* _TASK OBJECTIVE_: Pull out every line of the material below that contains the word "drawer", and copy each one as it stands.

Stored items from a collection:
— BEGIN —
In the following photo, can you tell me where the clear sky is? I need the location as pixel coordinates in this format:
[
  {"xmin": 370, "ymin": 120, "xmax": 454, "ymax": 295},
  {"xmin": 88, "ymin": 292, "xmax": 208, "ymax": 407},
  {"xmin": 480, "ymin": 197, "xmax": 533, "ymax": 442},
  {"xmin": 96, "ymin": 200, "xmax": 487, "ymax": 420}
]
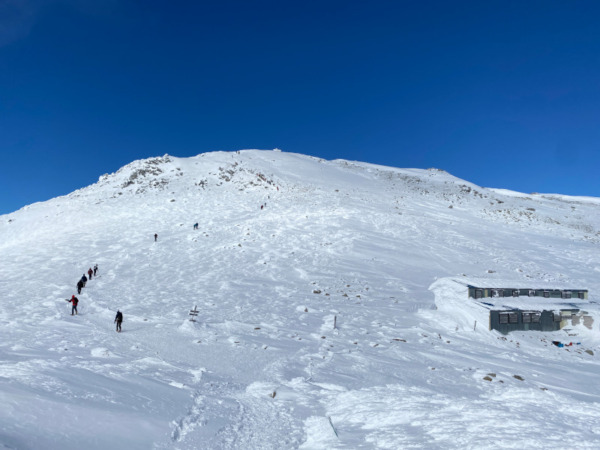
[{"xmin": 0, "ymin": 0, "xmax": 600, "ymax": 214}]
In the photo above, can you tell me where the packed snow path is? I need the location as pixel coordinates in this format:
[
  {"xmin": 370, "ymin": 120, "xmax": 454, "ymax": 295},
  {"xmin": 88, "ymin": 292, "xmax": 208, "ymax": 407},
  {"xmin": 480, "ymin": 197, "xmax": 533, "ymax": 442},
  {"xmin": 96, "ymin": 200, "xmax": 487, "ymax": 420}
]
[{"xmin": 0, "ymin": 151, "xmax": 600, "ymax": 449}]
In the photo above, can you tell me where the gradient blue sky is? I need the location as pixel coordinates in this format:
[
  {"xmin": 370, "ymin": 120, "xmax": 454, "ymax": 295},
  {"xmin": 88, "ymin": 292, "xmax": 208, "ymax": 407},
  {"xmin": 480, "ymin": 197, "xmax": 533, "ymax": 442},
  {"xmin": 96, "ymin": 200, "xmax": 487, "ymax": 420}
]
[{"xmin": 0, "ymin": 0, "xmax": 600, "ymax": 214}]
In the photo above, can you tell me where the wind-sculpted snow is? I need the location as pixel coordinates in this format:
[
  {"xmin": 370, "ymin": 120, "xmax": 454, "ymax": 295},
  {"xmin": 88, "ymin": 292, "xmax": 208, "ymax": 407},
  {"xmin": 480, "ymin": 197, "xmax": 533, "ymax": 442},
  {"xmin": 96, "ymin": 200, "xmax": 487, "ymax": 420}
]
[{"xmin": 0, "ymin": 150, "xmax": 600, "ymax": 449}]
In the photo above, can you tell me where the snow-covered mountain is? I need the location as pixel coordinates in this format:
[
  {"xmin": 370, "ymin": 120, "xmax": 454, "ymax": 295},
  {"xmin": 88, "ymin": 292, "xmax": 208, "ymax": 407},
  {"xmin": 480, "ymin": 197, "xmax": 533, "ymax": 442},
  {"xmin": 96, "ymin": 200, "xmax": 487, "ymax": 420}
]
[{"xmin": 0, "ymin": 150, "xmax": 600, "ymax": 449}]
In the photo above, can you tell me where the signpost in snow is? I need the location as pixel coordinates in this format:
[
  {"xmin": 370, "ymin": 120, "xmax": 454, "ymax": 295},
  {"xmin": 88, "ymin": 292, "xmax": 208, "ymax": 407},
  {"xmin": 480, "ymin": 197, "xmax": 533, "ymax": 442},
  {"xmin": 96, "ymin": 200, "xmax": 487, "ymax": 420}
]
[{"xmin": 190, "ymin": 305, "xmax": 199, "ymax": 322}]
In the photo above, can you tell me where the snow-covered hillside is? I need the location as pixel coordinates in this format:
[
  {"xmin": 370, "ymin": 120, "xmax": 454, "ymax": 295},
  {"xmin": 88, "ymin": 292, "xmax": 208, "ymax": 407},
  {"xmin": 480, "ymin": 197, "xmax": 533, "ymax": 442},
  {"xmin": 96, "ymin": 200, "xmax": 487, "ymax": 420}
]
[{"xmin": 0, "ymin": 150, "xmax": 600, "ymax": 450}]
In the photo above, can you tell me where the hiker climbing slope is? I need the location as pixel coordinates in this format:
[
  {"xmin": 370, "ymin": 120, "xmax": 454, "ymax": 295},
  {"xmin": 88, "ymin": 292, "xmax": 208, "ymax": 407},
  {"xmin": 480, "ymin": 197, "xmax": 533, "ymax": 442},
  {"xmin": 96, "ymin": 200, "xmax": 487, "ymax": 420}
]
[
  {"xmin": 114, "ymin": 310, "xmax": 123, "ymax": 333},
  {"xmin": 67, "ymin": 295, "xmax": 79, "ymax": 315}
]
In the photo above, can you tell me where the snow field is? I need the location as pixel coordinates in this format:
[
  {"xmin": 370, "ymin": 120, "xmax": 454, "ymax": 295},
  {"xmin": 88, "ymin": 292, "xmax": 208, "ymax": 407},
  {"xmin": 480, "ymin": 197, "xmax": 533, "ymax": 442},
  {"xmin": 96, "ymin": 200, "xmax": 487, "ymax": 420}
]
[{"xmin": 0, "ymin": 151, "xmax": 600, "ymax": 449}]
— END —
— BEGIN —
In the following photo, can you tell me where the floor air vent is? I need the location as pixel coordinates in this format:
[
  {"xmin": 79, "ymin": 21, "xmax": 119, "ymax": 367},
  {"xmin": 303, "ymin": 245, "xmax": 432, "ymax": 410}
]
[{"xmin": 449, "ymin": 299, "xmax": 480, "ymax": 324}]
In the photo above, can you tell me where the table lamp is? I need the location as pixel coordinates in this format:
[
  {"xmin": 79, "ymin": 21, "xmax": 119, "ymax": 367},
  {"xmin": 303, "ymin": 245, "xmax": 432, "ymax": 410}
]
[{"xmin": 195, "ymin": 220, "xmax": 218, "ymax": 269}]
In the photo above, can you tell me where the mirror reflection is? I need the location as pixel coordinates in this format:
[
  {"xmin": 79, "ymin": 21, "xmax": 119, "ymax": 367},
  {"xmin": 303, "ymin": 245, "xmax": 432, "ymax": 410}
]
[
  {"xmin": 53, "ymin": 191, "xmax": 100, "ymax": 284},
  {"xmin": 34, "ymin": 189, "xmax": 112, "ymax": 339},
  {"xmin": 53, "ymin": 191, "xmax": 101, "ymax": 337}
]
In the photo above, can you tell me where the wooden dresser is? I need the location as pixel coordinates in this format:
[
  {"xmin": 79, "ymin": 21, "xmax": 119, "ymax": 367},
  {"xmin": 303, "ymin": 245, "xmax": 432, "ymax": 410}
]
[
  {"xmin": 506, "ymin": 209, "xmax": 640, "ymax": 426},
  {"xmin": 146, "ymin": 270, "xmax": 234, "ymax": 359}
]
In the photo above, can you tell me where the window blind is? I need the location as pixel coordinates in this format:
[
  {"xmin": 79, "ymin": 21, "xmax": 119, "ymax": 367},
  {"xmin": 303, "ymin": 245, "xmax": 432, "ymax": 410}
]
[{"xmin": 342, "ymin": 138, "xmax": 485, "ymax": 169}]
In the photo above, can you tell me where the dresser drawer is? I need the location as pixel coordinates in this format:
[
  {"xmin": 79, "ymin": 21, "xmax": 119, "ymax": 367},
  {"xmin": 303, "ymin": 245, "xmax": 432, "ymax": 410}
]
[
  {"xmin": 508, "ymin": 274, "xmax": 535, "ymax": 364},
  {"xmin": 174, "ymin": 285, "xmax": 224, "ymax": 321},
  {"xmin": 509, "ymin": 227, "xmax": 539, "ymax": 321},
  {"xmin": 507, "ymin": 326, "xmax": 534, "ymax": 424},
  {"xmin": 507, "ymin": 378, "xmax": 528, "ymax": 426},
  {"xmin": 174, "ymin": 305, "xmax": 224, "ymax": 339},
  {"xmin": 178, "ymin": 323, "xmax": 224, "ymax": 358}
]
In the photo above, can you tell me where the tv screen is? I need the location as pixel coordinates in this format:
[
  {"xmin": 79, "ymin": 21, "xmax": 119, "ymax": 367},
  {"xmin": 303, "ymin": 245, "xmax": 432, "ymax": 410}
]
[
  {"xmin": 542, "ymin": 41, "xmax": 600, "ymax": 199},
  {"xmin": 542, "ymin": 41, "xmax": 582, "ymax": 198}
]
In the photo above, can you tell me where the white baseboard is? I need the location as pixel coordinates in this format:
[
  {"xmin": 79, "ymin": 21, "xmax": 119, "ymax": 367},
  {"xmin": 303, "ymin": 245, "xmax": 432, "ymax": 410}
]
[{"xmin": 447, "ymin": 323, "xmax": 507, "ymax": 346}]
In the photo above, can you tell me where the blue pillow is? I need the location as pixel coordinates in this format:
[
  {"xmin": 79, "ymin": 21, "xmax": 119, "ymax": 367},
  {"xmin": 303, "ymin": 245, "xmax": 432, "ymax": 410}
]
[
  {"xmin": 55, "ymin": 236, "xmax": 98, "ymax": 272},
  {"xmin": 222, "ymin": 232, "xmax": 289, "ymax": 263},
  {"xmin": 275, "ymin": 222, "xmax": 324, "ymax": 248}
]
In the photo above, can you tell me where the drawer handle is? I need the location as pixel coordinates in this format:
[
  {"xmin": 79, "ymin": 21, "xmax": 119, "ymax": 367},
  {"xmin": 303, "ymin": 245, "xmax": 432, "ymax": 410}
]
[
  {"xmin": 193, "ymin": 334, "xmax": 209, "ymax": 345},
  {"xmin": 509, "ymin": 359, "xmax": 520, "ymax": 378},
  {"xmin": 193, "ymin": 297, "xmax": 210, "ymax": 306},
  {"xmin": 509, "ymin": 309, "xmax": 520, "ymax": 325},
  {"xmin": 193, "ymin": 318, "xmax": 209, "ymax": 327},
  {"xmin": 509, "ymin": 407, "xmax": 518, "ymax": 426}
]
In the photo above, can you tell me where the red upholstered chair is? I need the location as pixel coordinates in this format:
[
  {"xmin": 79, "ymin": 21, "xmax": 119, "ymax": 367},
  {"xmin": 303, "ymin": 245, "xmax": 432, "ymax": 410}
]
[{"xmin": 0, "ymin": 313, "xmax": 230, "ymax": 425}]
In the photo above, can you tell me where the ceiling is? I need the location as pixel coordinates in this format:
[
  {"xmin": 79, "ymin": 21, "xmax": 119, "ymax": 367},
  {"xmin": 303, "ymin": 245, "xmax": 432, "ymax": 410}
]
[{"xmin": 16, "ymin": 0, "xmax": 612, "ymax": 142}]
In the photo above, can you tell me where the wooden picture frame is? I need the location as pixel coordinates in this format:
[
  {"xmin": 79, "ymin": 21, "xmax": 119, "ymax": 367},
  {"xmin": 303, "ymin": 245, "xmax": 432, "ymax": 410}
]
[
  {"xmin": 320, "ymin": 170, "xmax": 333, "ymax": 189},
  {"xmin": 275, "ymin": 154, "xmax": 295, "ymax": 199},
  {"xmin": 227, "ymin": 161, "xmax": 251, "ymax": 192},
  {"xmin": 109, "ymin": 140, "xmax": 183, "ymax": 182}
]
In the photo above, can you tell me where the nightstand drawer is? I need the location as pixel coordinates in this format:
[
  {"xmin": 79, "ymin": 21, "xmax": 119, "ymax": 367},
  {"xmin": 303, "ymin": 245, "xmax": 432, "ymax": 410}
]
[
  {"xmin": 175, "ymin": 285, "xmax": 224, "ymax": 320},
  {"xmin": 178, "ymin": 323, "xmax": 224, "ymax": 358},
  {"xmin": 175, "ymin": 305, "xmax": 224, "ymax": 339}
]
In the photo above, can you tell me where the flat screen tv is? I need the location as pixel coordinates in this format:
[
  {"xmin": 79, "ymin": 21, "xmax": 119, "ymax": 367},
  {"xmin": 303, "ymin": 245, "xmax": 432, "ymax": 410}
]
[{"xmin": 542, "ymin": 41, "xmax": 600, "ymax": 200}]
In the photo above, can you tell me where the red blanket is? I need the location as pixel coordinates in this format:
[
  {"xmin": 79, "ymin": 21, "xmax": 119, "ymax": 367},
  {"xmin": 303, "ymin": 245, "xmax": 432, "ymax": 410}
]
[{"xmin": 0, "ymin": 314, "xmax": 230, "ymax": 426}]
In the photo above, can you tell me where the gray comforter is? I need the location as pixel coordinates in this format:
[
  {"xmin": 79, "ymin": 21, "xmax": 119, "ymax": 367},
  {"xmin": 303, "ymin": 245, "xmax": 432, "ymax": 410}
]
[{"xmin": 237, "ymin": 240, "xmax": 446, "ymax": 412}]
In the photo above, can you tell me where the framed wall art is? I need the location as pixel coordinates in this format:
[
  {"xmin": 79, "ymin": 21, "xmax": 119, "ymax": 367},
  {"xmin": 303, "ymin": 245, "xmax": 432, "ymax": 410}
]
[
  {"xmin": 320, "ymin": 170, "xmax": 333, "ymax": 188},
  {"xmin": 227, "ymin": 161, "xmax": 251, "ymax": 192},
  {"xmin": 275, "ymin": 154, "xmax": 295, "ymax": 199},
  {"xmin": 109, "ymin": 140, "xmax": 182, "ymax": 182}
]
— END —
* _THE REPLY_:
In the photo above, can you tell me where the dresser drawer is? I need the location as pixel coordinates in this format:
In the photo above, can you tell me where the drawer handle is? I need the location as pixel coordinates in this format:
In the photo above, can you tell me where the nightstand drawer is? I need the location as pixel coordinates in this format:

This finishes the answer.